* Leestekst *

Ik zal gewoon gaan solliciteren!
Je hebt toonbare ervaring, en dat is voor veel bedrijven nog steeds belangrijker dan een papiertje.

Tevens ben je nu bezig met een HBO opleiding zoals ik lees.
Dus je kunt straks in ieder geval aantonen je het denkniveau (of hoe noem je dat) van een HBOer hebt.
En mocht je toch nog naar school willen. Kies dan HBO theatertechniek bijvoorbeeld ipv een MBO.

----------


## deurklink

Ook  2 jaar geleden zwolle afgerond (Samen met stage-q (sven)) werk nu fulltime in theater. Zwolle was toen in opstart fase maar heb best leuke dingen gedaan naar mijn idee. Of ik er veel van geleerd heb!? Sja onbewust nog best wel wat denk ik maar je moest het er zelf van nemen. 

Mooiste en beste was ik eraan over heb gehouden zijn de contacten. Het was dus eigenlijk 3 jaar lang net-werken!  En uiteraard een baan. Nu is de tijd om door te ontwikkelen beginnend met de de vpt cursussen. Nutteloos was het dus zeker niet! 

De vraag is alleen of het papiertje nut heeft. Bij mijn solicitatie kreeg ik het idee van niet! Je toont mbo denk niveau aan, maar de stage's waren belangrijker (ook de hobby ernaast).

Ben begonnen met elektrotechniek (achteraf een betere keus misschien om af te maken) Maar aan de andere kant ik zit nu wel waar ik wou komen! Weet niet of dat gelukt was zonder theatertechniek te Zwolle!

Heb wel echt het idee van een studentenleven gehad (helaas wel zonder op kamers wonen) maar vele school dagen eindigde (of begonnen) in de kroeg!

School is naast een opleidings instituut ook een sociaal gebeuren! Toch? En hoeveel er uiteindelijk van de 12 laatstejaars nu een baan hebben in dit vakgebied?! weet het eigenlijk niet.. stuk of 6?

----------


## Stage-Q

paul? leef jij nog ?

lang niet meer gesproken  :Wink: 


Ja die `kroegdagen´ waren altijd wel goeie dagen  :Wink: 

Onze meningen zijn idd verschillend over deze opleiding, maar ik kan er inderdaad niet heel veel positiefs over zeggen.

Kwaliteit van lesgeven vond ik echt matig tot slecht...helaas.

----------


## HR Soundproductions

Wil toch ook even mijn "two cents" hier aan toe voegen...

Ik heb zelf 23 jaar avondopleidingen gedaan ( en ook voor mij geldt... kennis is niet altijd kunde :Wink: )..en doe al ruim 20 jaar drive-in shows....

In America hanteren ze de kreet " engineer by degree" en "engineer by practice"... 

Een opleiding zegt meestal iets over je denk-nivo ( of zou zo horen te zijn) en is het een gerichte opleiding dan zegt het iets over je basis voor die discipline( zal niet over de inhoud/zinnigheid van sommige AV opleidingen zeuren).

Veelal zegt je ervaring (dus het soort klussen waar je aan hebt meegewerkt, en hetgeen je daar gedaan hebt) iets over je inzetbaarheid voor een bedrijf... dus als je gerichte praktijkervaring hebt, en daar ook de leercurve al achter de rug hebt, ben je vaak waardevoller voor een bedrijf vanwege je inzetbaarheid....

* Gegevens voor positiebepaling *

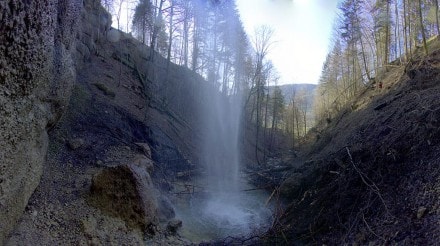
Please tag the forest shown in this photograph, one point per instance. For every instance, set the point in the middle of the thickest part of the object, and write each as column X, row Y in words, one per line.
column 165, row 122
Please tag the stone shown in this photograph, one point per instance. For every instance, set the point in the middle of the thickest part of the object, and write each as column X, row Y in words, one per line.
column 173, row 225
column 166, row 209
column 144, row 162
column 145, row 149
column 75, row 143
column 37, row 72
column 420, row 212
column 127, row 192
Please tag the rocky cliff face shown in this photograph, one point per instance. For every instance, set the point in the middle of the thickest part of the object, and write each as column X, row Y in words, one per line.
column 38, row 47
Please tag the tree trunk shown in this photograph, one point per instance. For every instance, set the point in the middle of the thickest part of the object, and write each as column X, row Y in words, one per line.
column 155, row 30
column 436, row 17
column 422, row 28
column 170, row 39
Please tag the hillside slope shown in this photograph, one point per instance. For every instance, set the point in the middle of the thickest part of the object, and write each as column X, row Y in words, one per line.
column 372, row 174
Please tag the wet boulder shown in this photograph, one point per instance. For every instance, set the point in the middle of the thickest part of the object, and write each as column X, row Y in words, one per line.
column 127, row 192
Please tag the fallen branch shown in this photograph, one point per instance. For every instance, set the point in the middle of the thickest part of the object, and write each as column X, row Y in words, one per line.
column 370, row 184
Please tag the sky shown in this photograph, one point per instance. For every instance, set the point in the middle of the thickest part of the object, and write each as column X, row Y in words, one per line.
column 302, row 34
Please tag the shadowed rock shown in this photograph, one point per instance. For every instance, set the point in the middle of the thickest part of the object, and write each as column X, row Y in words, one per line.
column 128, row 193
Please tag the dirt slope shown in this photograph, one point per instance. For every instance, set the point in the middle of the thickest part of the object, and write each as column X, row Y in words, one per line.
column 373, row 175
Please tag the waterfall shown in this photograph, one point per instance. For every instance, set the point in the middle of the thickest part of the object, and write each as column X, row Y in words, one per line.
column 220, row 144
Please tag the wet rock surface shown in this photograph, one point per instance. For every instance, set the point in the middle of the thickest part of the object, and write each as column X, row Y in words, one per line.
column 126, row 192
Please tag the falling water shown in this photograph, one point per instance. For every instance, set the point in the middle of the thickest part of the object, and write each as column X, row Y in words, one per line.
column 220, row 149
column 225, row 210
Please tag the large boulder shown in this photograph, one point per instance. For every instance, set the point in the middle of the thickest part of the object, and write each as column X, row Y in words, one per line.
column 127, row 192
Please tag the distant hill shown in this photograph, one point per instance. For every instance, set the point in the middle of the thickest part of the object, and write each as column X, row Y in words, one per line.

* Opdracht 1 *
Wat is volgens deurklink in de leestekst het mooiste en beste dat is overgebleven van de opleiding in Zwolle?
* Opdracht 2 *
Haal uit de leestekst letterlijk het stuk van "De vraag is" tot en met "niet.. stuk of 6?".
* Opdracht 3 *
Geef bij elke bewering aan of die klopt met de leestekst, met ja of nee en de doorslaggevende woorden uit de tekst als letterlijk citaat. (a) Stage-Q vond de kwaliteit van het lesgeven matig tot slecht. (b) Deurklink is begonnen met een opleiding werktuigbouwkunde. (c) HR Soundproductions heeft 23 jaar avondopleidingen gedaan.
De items heb je hier niet nodig.

* Antwoord 1 *
De contacten.

* Antwoord 2 *
De vraag is alleen of het papiertje nut heeft. Bij mijn solicitatie kreeg ik het idee van niet! Je toont mbo denk niveau aan, maar de stage's waren belangrijker (ook de hobby ernaast).

Ben begonnen met elektrotechniek (achteraf een betere keus misschien om af te maken) Maar aan de andere kant ik zit nu wel waar ik wou komen! Weet niet of dat gelukt was zonder theatertechniek te Zwolle!

Heb wel echt het idee van een studentenleven gehad (helaas wel zonder op kamers wonen) maar vele school dagen eindigde (of begonnen) in de kroeg!

School is naast een opleidings instituut ook een sociaal gebeuren! Toch? En hoeveel er uiteindelijk van de 12 laatstejaars nu een baan hebben in dit vakgebied?! weet het eigenlijk niet.. stuk of 6?

* Antwoord 3 *
(a) Ja: "Kwaliteit van lesgeven vond ik echt matig tot slecht"
(b) Nee: "Ben begonnen met elektrotechniek"
(c) Ja: "Ik heb zelf 23 jaar avondopleidingen gedaan"